## Estratto della pagina

Si chiama Mauro Masi, classe 1920, un lucano dal forte temperamento che ha fatto della sua casa nel quartiere di Torpignattara uno studio laboratorio sempre in fermento. Masi non ama il linguaggio complicato dei critici d'arte, gli intellettualismi inutili, le parole difficili e incomprensibili. Parla del significato dei segni, dell'importanza del disegno e della struttura in una composizione. Richiama l'attenzione sullo studio della luce. Non lo fa con arroganza, ma con la schiettezza di chi ama il vero, la misura, la riflessione sincera, l'analisi attenta dei particolari.

I quadri di Masi, a olio e acquerello, raccontano la sua vita, la personale interpretazione della forma e del colore, la volontà continua e incessante di sperimentare. E posseggono la magia che solo le tele di alcuni artisti hanno: quella di trascinarti dentro le loro composizioni, annullando lo spazio che divide chi guarda dall'opera stessa. Alcuni paesaggi sono realizzati sulla tela di sacco e il colore penetra all'interno, creando un particolare effetto materico, ogni volta irripetibile. Negli acquerelli colpiscono quelle piccole case che si intravedono sul fondo di montagne scolpite dal tempo. Tra gli alberi dalle fronde corpose è la vita dell'uomo, scandita dai ritmi lenti delle stagioni: la semina, la maturazione, il raccolto. Le figure, massiccie e squadrate, sono piene del carisma e dell'espressività del Sud. Così le sue contadine e i suoi contadini, calati in una natura dal carattere indomito come quella di certi paesaggi lucani, intonano un poetico inno alla terra.

## I dati
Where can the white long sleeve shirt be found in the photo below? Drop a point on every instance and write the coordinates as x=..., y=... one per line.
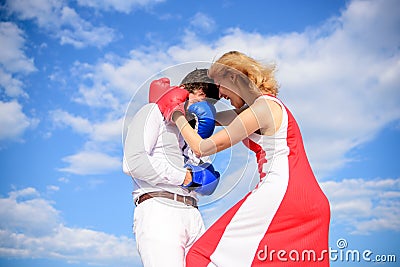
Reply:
x=153, y=153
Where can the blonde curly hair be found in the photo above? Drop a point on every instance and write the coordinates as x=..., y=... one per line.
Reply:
x=262, y=76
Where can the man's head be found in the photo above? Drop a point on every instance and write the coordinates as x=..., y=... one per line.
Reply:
x=200, y=86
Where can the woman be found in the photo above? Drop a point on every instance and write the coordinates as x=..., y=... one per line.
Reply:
x=284, y=221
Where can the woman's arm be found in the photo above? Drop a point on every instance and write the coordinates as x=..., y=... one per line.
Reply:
x=253, y=118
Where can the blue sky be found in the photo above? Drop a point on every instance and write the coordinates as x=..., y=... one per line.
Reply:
x=68, y=73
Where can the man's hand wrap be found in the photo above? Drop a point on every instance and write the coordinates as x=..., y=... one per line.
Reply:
x=204, y=114
x=204, y=178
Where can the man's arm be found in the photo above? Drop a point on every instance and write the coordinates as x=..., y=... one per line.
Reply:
x=141, y=138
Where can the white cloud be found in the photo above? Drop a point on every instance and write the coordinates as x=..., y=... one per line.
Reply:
x=125, y=6
x=30, y=227
x=13, y=61
x=62, y=22
x=102, y=138
x=364, y=206
x=13, y=121
x=88, y=162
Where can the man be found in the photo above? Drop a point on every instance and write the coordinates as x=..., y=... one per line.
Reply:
x=166, y=218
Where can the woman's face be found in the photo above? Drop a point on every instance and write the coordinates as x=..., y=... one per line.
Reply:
x=229, y=91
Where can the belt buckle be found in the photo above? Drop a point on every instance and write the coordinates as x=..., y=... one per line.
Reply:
x=137, y=201
x=185, y=198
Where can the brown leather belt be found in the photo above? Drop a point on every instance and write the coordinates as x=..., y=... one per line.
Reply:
x=190, y=201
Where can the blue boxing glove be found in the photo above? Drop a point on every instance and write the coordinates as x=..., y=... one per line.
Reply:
x=204, y=178
x=204, y=114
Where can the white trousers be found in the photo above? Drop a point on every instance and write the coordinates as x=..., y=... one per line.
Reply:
x=165, y=230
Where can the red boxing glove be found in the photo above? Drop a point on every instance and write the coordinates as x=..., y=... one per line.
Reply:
x=173, y=100
x=158, y=88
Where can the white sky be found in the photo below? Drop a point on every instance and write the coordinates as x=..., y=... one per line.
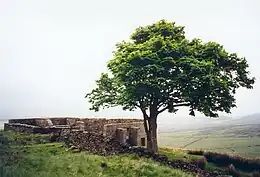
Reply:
x=52, y=51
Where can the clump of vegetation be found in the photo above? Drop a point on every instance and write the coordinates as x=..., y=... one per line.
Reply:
x=200, y=162
x=52, y=159
x=242, y=163
x=232, y=171
x=195, y=152
x=256, y=174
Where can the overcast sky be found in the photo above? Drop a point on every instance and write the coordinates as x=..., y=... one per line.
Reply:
x=52, y=51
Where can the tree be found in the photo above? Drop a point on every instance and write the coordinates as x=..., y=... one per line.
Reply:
x=158, y=69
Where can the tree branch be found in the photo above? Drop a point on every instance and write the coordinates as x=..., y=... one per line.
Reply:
x=177, y=105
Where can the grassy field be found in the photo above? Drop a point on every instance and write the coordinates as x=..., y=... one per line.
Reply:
x=33, y=155
x=27, y=155
x=236, y=140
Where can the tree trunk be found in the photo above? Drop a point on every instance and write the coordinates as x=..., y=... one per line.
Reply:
x=150, y=125
x=151, y=134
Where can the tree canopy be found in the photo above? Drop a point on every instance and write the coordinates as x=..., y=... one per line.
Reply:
x=159, y=65
x=159, y=69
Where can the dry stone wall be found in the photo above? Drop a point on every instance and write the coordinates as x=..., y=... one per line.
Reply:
x=110, y=129
x=92, y=142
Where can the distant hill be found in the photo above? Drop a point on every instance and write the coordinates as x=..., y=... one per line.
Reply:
x=191, y=123
x=250, y=119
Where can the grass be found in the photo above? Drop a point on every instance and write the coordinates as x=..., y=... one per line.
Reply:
x=27, y=155
x=248, y=146
x=24, y=155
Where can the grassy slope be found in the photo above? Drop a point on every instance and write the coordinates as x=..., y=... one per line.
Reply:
x=237, y=140
x=26, y=156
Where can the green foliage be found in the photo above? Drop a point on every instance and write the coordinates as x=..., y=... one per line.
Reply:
x=160, y=68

## Esercizi da svolgere
**1)** Trascrivi fedelmente il passo del testo su Mauro Masi da "Si chiama Mauro" fino a "attenta dei particolari." compreso.
**2)** Riproduci senza modifiche i record, dall'inizio fino alla riga con "x=166, y=218" compresa, tralasciando le immagini.

## Risposte complete
**1)**
Si chiama Mauro Masi, classe 1920, un lucano dal forte temperamento che ha fatto della sua casa nel quartiere di Torpignattara uno studio laboratorio sempre in fermento. Masi non ama il linguaggio complicato dei critici d'arte, gli intellettualismi inutili, le parole difficili e incomprensibili. Parla del significato dei segni, dell'importanza del disegno e della struttura in una composizione. Richiama l'attenzione sullo studio della luce. Non lo fa con arroganza, ma con la schiettezza di chi ama il vero, la misura, la riflessione sincera, l'analisi attenta dei particolari.

**2)**
Where can the white long sleeve shirt be found in the photo below? Drop a point on every instance and write the coordinates as x=..., y=... one per line.
Reply:
x=153, y=153
Where can the blonde curly hair be found in the photo above? Drop a point on every instance and write the coordinates as x=..., y=... one per line.
Reply:
x=262, y=76
Where can the man's head be found in the photo above? Drop a point on every instance and write the coordinates as x=..., y=... one per line.
Reply:
x=200, y=86
Where can the woman be found in the photo above? Drop a point on every instance and write the coordinates as x=..., y=... one per line.
Reply:
x=284, y=221
Where can the woman's arm be found in the photo above? Drop a point on every instance and write the coordinates as x=..., y=... one per line.
Reply:
x=253, y=118
Where can the blue sky be found in the photo above? Drop a point on every instance and write the coordinates as x=..., y=... one per line.
Reply:
x=68, y=73
Where can the man's hand wrap be found in the photo above? Drop a point on every instance and write the coordinates as x=..., y=... one per line.
Reply:
x=204, y=114
x=204, y=178
Where can the man's arm be found in the photo above? Drop a point on every instance and write the coordinates as x=..., y=... one per line.
Reply:
x=141, y=138
Where can the white cloud be found in the photo above? Drop a point on every instance and write the coordinates as x=..., y=... one per line.
Reply:
x=125, y=6
x=30, y=227
x=13, y=61
x=62, y=22
x=102, y=138
x=364, y=206
x=13, y=121
x=88, y=162
Where can the man be found in the photo above? Drop a point on every instance and write the coordinates as x=..., y=... one per line.
Reply:
x=166, y=218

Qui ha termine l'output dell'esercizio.